## Instruction
Please list every line in the items below that contains the string "sunglasses", copying each line in full.

[Image point annotation items]

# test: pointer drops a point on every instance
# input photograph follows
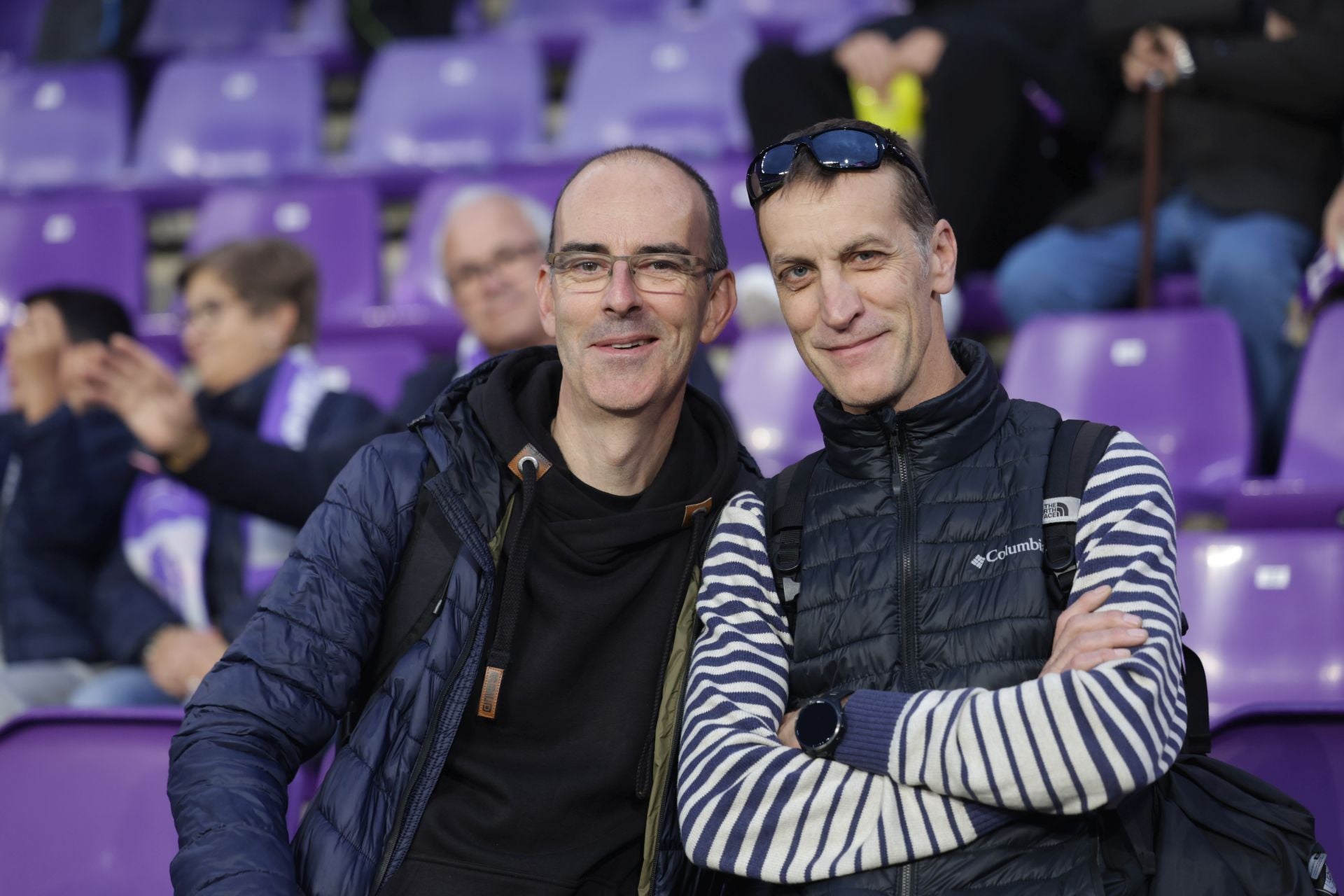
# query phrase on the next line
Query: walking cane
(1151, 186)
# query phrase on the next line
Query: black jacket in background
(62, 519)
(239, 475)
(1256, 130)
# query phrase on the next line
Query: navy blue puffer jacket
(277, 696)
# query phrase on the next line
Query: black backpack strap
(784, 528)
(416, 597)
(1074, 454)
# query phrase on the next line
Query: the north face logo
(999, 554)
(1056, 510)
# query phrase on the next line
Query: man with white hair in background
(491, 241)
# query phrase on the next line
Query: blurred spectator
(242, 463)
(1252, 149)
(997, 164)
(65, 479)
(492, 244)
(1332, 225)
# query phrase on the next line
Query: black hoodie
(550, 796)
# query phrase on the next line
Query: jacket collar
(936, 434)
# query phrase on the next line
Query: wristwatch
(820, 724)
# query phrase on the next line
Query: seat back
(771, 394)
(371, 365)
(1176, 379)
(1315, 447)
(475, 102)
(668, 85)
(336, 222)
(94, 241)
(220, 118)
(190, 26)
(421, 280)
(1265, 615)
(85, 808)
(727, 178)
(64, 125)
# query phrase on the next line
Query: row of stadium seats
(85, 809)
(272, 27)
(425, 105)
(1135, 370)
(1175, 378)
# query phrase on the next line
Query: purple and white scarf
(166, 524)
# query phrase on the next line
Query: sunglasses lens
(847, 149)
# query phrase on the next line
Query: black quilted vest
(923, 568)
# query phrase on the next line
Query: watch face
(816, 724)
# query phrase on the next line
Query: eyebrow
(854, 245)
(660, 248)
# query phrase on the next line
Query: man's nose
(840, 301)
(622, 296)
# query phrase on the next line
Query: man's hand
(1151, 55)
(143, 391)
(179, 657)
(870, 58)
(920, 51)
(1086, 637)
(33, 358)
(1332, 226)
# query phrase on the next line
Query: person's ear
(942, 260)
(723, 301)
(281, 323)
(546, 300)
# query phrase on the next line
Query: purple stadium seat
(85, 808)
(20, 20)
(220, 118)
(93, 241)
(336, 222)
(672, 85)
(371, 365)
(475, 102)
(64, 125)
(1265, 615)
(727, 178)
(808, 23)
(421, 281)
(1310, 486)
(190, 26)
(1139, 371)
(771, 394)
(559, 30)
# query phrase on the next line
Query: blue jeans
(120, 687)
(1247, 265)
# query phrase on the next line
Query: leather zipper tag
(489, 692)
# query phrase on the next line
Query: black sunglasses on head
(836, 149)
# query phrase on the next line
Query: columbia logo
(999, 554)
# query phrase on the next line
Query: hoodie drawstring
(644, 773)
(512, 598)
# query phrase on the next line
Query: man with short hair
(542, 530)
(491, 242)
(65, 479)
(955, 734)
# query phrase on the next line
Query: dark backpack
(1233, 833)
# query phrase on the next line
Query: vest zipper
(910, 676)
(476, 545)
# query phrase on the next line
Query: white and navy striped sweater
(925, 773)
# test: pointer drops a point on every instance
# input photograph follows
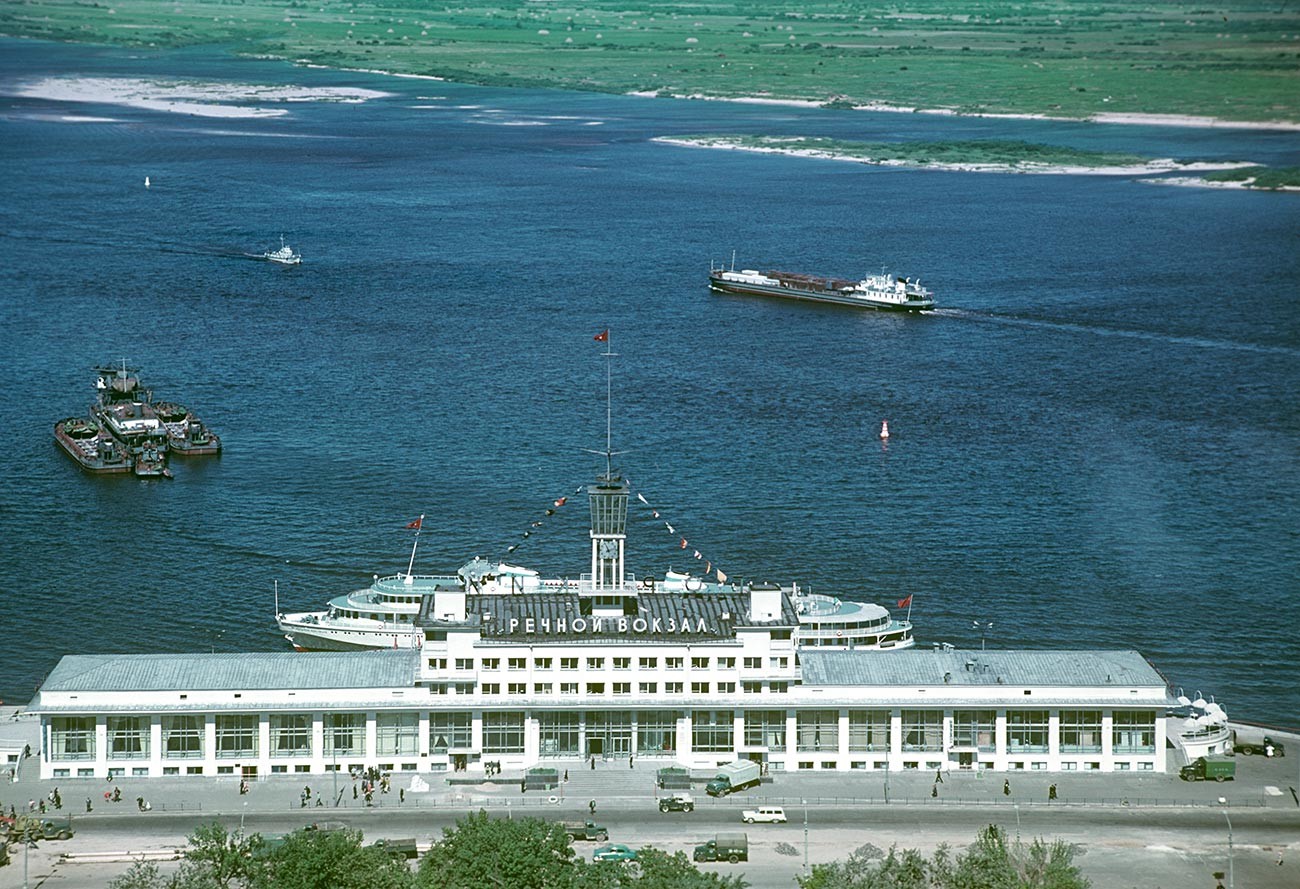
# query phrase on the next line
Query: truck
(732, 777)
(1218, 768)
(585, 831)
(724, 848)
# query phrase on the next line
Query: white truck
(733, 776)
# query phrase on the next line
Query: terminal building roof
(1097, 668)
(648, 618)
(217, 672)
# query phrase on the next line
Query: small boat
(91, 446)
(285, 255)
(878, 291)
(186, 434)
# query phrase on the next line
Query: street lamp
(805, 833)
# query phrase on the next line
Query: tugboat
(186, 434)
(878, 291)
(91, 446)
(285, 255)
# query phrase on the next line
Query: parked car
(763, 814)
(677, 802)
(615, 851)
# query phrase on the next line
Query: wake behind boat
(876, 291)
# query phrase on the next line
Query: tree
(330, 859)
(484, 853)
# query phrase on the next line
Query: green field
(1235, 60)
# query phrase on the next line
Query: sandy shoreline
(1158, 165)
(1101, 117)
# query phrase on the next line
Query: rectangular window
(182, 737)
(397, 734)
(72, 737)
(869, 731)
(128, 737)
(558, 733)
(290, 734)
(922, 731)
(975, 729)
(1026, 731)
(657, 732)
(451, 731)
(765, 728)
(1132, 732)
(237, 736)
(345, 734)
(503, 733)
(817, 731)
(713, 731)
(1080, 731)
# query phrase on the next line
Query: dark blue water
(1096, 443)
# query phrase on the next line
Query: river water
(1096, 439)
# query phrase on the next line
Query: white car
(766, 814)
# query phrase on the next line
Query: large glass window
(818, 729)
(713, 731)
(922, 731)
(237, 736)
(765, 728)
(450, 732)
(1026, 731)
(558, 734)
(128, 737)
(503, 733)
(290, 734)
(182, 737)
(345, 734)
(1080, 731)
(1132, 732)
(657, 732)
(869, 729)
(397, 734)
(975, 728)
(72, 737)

---

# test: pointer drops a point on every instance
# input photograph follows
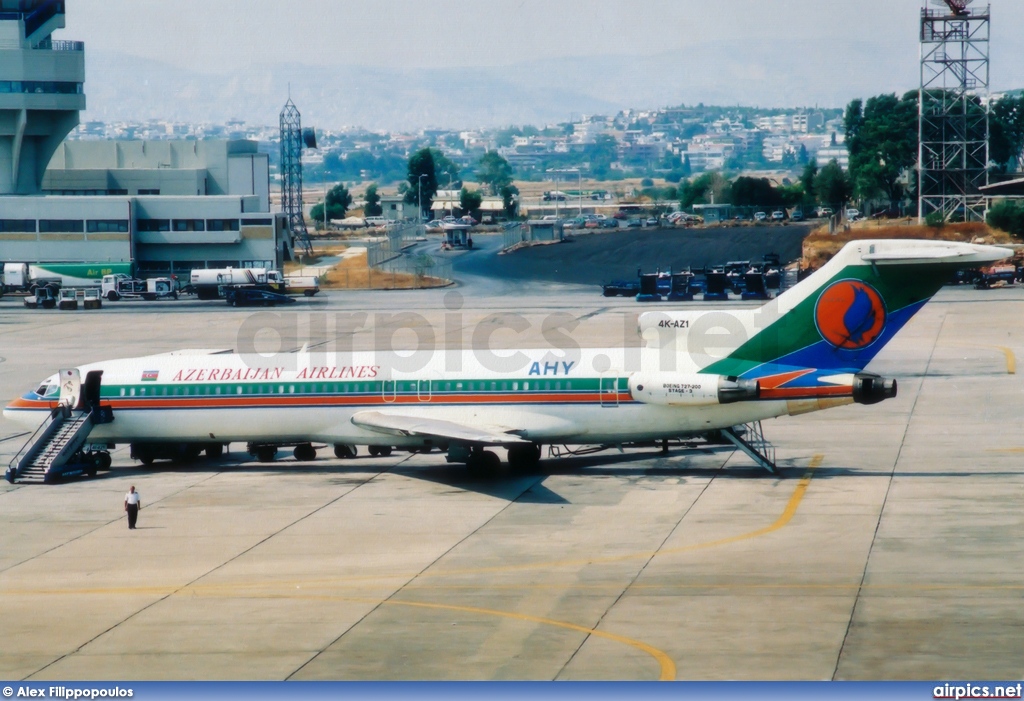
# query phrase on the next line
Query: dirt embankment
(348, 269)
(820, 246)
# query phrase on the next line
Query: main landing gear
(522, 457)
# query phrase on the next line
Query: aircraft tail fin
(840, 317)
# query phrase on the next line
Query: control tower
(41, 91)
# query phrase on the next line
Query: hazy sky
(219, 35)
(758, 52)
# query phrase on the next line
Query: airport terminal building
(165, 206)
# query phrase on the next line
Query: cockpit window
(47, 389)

## Reply to the exercise
Query: sunglasses lens
Query: black sunglasses on head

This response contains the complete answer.